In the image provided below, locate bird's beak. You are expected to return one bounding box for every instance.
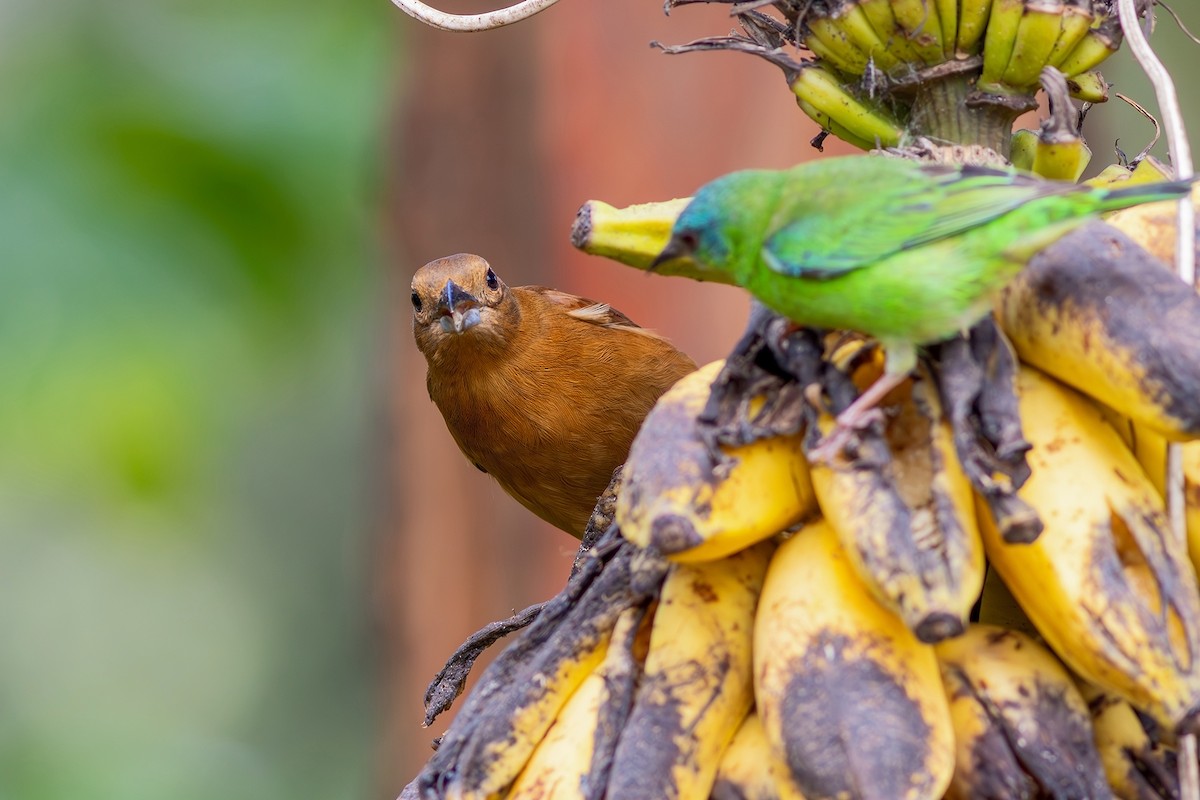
[438,281,482,333]
[646,236,696,272]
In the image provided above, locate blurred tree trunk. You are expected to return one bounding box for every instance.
[376,0,842,798]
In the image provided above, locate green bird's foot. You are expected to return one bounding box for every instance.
[808,408,883,465]
[808,373,908,464]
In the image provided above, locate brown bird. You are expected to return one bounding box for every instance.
[413,253,696,537]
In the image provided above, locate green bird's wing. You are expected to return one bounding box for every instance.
[762,158,1070,281]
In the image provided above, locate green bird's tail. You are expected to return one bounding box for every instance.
[1092,175,1200,213]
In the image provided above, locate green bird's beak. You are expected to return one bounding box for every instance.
[647,233,696,272]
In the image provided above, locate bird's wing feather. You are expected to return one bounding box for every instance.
[524,287,662,338]
[762,166,1070,281]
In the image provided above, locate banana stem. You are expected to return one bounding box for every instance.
[1117,0,1200,800]
[912,74,1019,160]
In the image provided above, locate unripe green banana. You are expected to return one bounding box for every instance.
[1008,128,1039,173]
[804,14,869,76]
[796,97,876,150]
[978,0,1025,92]
[955,0,992,59]
[892,0,946,66]
[1046,0,1092,67]
[791,65,904,148]
[858,0,922,65]
[1003,0,1063,89]
[828,0,904,74]
[1067,70,1109,103]
[1057,17,1122,78]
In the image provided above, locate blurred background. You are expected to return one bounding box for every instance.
[0,0,1200,800]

## Given exercise
Lay out all the lines above as a Markdown table with the columns "No." and "Text." Number each row, skip blank lines, and omit the picture.

## Full response
| No. | Text |
|---|---|
| 1 | In the image provided below, locate bird's beak. You are expected to return one bounding box for every instance. |
| 2 | [438,281,482,333] |
| 3 | [646,236,696,272] |
| 4 | In the image provided above, locate blurred tree trunk. You are expected to return one bounding box for every instance. |
| 5 | [376,0,842,798] |
| 6 | In the image provided above, locate green bird's foot. You are expected to return one bounding box for every instance. |
| 7 | [808,408,883,465] |
| 8 | [808,373,908,464] |
| 9 | In the image provided above, locate brown bird. You are expected to return one bounding box for every instance. |
| 10 | [413,253,696,537] |
| 11 | In the image provided above, locate green bird's wing. You are expected to return one bounding box for every instance. |
| 12 | [762,158,1070,281] |
| 13 | In the image provided above, locate green bird's tail. You are expected to return one bounding box for every instance. |
| 14 | [1092,175,1200,213] |
| 15 | In the image provided above, locate green bird's beak. You are expected to return one bounding box for every instance. |
| 16 | [647,233,696,272] |
| 17 | In the image provided above, locate bird's wing feather. You are expected to return one bounding box for every instance. |
| 18 | [524,287,662,338] |
| 19 | [762,166,1070,281] |
| 20 | In the image provided above, locate banana stem. You are expected to return one bounding box for every instance. |
| 21 | [1117,0,1200,800] |
| 22 | [912,74,1019,160] |
| 23 | In the image provided above, locate unripe green banana. You are expected to return one bounding box for every instance. |
| 24 | [1008,128,1039,173] |
| 25 | [804,14,869,76] |
| 26 | [796,97,876,150] |
| 27 | [978,0,1025,92] |
| 28 | [955,0,992,59] |
| 29 | [892,0,946,66] |
| 30 | [1046,0,1092,67] |
| 31 | [791,65,904,148] |
| 32 | [858,0,922,65] |
| 33 | [1003,0,1063,89] |
| 34 | [828,0,904,74] |
| 35 | [1067,70,1109,103] |
| 36 | [1057,17,1122,78] |
| 37 | In the image provided above, locate blurred background. You are expected to return one bounding box for every instance. |
| 38 | [0,0,1200,800] |